**Required tasks**.
1 – Using the article on Executors and Family Trusts below, decide whether each statement agrees with it, answering yes or no and quoting the words that settle it: (a) A Family Trust ends when the person who created it dies. (b) Australia has more than 600,000 Family Trusts. (c) The Appointor is the person who can hire and fire the Trustee.
2 – Reproduce everything in the article on Executors and Family Trusts below, from "Can an Executor challenge a Will?" down to "challenge your Will.".

**Page excerpt**.
□ □ □ □ □

Can an Executor challenge a Will (Part 2)

Can an Executor challenge a Will (Part 2)

Can an Executor challenge a Will? In the previous article on this subject, I discussed the ability of an Executor to challenge the very Will for which they have been appointed the Executor when their role it is to uphold and defend the terms of your Will against any challenge.

In this article I want to address what you can do to potentially limit the ability of an Executor to challenge your Will.

It is particularly relevant where you operate a Family Trust. There are over 600,000 Family Trusts in Australia. They have lots going for them when it comes to asset protection and tax minimisation.

If you have one of them, it is important to understand what happens to your Family Trust when you die:

  • Your Family Trust does not die with you. It carries on and can last for up to 80 years after you created it
  • Many Family Trusts have significant assets but you cannot pass them on to anyone in your Will
  • The most significant issue for you however, is who will control that Family Trust after you die
  • On the surface, it is the Trustee who normally controls the daily operations of the Family Trust but, in reality, it is the little known person usually called the Appointor – the person who can hire and fire the Trustee of the Family Trust. They are the real controller of the Family Trust and most Family Trusts have an Appointor
  • As the Appointor, almost invariably, is the mum or dad in the family, what happens when that mum or dad dies?

□ □ □ □ □

**Listed records**.
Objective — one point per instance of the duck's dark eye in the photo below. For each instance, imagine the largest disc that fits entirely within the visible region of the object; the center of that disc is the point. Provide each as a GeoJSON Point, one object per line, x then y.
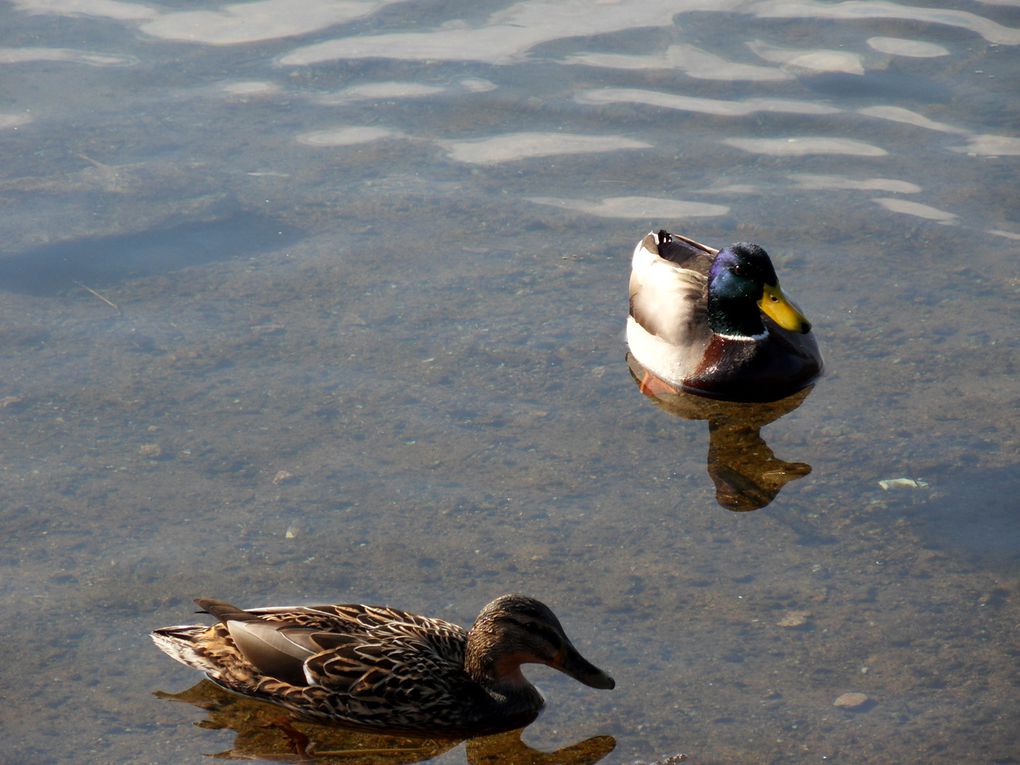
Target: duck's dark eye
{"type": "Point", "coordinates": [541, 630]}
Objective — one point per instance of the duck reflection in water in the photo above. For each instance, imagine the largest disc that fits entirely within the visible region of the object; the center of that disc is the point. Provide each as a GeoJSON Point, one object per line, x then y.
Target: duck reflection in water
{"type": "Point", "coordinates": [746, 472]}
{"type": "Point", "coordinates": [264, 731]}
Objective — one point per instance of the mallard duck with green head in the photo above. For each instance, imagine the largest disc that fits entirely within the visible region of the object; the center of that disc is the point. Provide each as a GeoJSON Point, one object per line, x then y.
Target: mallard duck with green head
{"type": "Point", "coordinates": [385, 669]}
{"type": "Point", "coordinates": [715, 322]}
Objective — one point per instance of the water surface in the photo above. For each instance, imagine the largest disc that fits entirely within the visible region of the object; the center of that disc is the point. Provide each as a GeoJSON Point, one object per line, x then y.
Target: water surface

□ □ □ □ □

**Results by task**.
1 –
(a) No: "Your Family Trust does not die with you."
(b) Yes: "There are over 600,000 Family Trusts in Australia."
(c) Yes: "the person who can hire and fire the Trustee of the Family Trust"

2 –
Can an Executor challenge a Will? In the previous article on this subject, I discussed the ability of an Executor to challenge the very Will for which they have been appointed the Executor when their role it is to uphold and defend the terms of your Will against any challenge.

In this article I want to address what you can do to potentially limit the ability of an Executor to challenge your Will.